**TASK OBJECTIVE**
Write each line again exactly as it is, from the opening line of the records below through the one containing "positive clicks: (84, 109) (29, 182)", and add nothing.

**AVAILABLE DATA**
---

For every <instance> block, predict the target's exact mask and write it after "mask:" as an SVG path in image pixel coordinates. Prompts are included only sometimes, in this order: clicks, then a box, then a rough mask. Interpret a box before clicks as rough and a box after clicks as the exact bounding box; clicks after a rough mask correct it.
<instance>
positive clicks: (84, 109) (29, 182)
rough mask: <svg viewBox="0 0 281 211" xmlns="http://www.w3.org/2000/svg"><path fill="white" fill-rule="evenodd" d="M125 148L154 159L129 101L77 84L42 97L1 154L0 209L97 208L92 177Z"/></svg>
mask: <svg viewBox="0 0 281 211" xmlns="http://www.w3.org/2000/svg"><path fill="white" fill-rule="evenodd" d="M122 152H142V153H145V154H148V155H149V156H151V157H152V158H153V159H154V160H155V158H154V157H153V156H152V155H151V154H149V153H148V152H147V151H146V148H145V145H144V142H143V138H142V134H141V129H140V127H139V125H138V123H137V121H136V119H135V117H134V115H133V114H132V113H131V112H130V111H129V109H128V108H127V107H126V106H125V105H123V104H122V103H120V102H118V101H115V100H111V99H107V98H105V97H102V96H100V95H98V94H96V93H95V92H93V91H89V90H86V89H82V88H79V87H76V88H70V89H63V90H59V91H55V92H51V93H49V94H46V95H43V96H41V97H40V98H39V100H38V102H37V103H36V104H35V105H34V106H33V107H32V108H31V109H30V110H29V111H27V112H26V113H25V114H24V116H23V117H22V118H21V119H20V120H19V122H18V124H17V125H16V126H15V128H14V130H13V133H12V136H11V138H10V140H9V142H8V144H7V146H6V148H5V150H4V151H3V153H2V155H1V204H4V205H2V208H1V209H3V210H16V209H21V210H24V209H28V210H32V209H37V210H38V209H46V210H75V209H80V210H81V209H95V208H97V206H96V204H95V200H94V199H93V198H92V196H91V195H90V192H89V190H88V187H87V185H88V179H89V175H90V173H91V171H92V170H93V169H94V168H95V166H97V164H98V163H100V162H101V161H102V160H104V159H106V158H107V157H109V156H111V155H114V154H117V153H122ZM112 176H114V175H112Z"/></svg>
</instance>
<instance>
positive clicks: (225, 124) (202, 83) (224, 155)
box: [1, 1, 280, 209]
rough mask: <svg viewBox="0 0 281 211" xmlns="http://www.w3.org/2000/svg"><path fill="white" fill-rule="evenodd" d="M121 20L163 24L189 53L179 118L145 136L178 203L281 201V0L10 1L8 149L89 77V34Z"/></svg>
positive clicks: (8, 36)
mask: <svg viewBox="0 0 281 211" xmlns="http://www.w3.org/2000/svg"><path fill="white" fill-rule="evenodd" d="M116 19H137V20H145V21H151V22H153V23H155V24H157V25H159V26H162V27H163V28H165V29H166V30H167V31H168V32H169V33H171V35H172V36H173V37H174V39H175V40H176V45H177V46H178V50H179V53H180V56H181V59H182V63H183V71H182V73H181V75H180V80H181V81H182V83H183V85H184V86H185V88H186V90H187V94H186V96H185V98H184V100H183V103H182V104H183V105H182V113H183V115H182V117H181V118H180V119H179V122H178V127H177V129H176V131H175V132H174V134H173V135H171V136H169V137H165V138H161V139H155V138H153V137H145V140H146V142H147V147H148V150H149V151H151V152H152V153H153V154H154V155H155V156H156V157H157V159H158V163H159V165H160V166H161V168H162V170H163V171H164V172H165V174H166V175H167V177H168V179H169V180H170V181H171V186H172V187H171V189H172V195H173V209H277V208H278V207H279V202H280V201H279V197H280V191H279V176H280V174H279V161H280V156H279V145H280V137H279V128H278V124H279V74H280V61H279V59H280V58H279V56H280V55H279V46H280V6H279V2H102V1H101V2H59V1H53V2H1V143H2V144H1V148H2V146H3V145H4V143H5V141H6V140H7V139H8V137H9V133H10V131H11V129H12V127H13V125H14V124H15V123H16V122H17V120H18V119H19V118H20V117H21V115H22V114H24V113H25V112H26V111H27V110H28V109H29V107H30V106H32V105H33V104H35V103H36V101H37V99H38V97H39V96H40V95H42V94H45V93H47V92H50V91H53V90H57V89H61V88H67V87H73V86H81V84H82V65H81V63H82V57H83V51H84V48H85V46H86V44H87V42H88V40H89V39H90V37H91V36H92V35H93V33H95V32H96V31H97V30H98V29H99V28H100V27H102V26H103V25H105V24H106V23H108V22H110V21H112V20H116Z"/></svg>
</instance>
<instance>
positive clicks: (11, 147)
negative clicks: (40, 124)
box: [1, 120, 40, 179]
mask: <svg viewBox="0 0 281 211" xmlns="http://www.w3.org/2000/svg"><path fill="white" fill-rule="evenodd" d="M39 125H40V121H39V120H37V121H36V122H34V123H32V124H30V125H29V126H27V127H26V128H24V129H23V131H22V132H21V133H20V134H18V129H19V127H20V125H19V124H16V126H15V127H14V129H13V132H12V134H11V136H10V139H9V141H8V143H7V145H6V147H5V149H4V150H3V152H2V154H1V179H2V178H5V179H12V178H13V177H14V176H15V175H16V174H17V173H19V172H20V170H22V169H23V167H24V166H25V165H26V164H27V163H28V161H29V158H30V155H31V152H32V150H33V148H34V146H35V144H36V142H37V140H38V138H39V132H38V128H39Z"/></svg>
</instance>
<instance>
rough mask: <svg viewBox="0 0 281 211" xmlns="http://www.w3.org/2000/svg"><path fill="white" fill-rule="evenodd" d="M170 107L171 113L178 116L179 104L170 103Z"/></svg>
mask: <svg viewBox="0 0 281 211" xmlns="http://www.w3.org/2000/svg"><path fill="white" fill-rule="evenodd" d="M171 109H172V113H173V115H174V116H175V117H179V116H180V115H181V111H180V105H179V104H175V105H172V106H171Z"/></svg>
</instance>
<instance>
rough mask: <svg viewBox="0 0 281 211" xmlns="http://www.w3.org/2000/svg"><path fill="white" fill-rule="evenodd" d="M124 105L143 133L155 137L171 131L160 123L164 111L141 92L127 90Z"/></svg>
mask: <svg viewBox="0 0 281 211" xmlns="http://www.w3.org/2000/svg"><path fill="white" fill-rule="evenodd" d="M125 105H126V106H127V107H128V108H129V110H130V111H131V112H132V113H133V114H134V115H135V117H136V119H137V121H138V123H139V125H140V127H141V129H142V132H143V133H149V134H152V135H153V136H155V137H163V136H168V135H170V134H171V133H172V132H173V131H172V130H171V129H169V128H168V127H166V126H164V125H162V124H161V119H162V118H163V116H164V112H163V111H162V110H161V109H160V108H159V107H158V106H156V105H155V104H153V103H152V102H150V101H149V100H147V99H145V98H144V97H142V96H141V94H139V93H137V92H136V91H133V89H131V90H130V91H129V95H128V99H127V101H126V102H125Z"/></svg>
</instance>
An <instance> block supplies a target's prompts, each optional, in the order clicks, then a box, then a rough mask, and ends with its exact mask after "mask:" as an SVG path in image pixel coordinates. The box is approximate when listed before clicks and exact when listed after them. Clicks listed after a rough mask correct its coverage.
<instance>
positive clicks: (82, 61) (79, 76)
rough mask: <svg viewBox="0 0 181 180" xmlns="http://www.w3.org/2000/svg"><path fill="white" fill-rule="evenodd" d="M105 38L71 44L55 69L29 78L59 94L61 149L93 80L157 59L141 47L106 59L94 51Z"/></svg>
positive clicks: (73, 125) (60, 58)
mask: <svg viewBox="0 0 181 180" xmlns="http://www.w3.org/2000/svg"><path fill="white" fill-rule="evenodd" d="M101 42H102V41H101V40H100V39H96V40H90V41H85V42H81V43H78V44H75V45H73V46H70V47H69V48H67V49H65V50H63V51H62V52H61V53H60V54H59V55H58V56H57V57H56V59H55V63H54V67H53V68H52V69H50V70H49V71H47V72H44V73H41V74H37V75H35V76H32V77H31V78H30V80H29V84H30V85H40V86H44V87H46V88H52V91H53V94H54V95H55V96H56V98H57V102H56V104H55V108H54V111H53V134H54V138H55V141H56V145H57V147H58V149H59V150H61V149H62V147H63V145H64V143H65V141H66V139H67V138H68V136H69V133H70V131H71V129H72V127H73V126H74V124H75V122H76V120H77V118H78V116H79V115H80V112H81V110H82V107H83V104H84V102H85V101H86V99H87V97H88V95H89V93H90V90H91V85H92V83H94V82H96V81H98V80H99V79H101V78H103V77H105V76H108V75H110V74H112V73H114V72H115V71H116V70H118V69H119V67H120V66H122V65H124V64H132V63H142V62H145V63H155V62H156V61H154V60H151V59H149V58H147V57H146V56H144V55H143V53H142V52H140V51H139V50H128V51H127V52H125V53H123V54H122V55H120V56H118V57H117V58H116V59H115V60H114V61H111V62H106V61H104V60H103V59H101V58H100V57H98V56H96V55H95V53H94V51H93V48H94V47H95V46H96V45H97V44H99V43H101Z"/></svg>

---

**RESPONSE TO THIS TASK**
For every <instance> block, predict the target's exact mask and write it after "mask:" as an SVG path in image pixel coordinates. Prompts are included only sometimes, in this order: clicks, then a box, then a rough mask. Interpret a box before clicks as rough and a box after clicks as the exact bounding box; clicks after a rough mask correct it.
<instance>
positive clicks: (84, 109) (29, 182)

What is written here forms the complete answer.